■ **DIRECTIONS FOR THIS TASK**: Please translate this sentence from the Ainos filing extract into Spanish: "The principal business of TCNT is the development of advanced materials for industrial and medical device applications."

8880 RIO SAN DIEGO DRIVE SUITE 800, SAN DIEGO, CA, 92108
(a) This Schedule is being filed by Ainos Inc., a Cayman Islands corporation ("Ainos KY"). The principal business and office address of Ainos KY is P. O. Box 31119 Grand Pavilion, Hibiscus Way, 802 West Bay Road, Grand Cayman, KY1 - 1205 Cayman Islands.
(b) Ainos KY is controlled by Taiwan Carbon Nano Technology Corporation, a Taiwanese corporation ("TCNT" and together with the Issuer, the "Parties"). The principal business and office address of TCNT is 10F-2, No. 66, Shengyi 5th Rd., Zhubei City, Hsinchu County 30261, Taiwan (R.O.C.).
(c) The principal business of Ainos KY is a holding company of the Issuer's securities. The principal business of TCNT is the development of advanced materials for industrial and medical device applications. See Schedules A and B for information about the directors and executive officers of the Parties.

(Stored data entries)
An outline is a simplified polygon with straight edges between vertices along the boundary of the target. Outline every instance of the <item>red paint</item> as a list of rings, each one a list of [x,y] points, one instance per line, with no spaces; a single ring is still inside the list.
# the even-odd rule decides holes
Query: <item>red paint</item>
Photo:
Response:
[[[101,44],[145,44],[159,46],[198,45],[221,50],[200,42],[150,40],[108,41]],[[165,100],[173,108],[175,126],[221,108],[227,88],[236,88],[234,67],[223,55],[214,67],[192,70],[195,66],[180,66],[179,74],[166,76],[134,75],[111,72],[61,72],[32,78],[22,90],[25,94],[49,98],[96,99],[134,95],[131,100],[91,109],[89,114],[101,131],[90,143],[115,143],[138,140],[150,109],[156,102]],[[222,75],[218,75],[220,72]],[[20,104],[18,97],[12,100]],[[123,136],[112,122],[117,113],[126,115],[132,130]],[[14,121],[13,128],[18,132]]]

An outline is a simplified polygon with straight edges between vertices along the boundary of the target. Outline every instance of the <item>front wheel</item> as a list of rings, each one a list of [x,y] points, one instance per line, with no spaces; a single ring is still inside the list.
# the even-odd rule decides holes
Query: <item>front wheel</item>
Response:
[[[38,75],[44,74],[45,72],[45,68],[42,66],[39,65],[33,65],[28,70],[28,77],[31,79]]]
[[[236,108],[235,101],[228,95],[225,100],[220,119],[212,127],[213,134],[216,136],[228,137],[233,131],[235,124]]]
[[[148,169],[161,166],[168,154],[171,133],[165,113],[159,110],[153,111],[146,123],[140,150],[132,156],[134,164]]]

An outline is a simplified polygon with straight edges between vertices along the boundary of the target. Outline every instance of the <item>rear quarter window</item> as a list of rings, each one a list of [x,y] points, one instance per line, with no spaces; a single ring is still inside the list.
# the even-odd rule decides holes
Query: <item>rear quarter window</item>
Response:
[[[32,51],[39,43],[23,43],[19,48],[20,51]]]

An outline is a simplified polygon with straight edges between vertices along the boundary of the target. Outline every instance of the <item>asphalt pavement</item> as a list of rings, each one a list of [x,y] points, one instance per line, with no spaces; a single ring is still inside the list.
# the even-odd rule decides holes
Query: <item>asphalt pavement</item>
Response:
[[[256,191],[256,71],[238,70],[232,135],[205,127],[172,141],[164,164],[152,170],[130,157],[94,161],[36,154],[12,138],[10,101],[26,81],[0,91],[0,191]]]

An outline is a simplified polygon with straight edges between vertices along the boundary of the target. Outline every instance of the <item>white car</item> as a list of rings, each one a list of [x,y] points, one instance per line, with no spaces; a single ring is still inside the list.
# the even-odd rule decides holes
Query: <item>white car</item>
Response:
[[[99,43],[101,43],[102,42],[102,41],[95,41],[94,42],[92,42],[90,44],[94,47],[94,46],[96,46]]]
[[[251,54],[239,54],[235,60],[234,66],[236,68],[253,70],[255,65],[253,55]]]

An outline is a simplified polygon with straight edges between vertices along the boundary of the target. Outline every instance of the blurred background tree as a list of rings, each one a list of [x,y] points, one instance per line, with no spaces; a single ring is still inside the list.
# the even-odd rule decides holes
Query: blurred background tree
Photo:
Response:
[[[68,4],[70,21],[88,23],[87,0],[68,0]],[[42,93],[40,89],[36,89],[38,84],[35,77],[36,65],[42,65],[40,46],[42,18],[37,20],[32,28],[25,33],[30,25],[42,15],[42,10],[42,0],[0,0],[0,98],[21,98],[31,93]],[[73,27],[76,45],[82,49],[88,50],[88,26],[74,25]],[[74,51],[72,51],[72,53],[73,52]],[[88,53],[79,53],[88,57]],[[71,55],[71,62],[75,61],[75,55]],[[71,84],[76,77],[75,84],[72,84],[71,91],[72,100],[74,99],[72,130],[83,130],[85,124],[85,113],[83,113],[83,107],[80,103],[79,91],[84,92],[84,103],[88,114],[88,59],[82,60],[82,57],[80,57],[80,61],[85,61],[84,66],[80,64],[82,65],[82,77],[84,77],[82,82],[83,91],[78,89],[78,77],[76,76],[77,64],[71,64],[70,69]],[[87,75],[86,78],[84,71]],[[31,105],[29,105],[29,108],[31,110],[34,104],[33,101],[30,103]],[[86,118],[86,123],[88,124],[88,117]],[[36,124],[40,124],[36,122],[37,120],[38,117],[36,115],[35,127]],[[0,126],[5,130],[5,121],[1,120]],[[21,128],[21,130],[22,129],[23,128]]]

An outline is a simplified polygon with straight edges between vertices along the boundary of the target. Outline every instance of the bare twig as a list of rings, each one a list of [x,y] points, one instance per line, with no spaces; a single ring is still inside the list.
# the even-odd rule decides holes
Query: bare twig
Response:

■ **WRITTEN ANSWER**: La actividad principal de TCNT es el desarrollo de materiales avanzados para aplicaciones industriales y de dispositivos médicos.